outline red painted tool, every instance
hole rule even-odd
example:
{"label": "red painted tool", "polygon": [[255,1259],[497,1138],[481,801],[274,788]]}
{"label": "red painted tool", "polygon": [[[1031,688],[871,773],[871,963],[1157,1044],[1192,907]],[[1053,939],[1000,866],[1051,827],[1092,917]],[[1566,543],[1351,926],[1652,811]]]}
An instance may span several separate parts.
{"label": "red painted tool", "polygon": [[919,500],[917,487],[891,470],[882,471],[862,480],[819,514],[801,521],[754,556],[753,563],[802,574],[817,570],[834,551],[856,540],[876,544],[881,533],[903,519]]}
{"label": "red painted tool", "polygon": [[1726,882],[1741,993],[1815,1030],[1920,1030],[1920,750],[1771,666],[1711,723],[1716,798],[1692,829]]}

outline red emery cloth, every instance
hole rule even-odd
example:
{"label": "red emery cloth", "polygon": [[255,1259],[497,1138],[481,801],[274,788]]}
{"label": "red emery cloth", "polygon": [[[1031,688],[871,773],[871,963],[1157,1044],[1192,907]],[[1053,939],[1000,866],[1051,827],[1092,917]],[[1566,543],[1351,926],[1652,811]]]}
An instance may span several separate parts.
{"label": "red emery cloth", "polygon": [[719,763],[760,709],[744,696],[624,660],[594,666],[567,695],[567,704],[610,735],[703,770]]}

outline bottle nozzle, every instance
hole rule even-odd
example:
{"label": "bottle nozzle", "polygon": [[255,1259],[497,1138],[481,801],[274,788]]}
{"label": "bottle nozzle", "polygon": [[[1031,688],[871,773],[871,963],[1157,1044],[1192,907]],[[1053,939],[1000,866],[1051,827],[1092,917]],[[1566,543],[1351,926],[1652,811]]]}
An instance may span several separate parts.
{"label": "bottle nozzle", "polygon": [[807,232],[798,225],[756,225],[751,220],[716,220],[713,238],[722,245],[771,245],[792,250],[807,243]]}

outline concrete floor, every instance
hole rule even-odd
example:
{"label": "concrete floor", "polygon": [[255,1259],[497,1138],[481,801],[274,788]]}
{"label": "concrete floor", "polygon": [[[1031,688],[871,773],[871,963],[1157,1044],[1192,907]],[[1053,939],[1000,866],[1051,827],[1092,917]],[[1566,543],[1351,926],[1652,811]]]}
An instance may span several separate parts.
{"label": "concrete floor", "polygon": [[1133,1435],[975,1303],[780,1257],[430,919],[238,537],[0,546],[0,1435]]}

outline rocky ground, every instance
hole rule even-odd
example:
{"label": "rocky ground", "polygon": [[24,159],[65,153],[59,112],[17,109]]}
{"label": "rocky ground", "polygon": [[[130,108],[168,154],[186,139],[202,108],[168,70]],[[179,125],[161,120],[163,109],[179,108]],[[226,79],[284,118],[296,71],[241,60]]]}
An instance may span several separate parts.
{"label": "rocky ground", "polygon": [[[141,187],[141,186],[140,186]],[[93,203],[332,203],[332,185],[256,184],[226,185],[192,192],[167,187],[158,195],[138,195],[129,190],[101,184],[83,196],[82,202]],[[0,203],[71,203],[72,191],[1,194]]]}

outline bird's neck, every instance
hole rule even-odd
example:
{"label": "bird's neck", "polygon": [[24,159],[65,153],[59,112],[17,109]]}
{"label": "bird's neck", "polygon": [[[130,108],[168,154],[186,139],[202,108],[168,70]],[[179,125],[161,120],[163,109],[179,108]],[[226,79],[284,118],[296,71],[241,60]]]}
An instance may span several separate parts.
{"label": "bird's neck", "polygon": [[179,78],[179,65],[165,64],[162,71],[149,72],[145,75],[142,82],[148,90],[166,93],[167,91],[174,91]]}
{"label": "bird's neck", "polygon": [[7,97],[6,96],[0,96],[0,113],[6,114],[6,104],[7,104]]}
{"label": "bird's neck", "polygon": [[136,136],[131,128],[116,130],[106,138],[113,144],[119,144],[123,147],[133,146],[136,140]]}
================================
### What this task involves
Each line above that holds the string "outline" should be copied and shown.

### Response to this exercise
outline red painted tool, every instance
outline red emery cloth, every instance
outline bottle nozzle, every instance
outline concrete floor, every instance
outline rocky ground, every instance
outline bird's neck, every instance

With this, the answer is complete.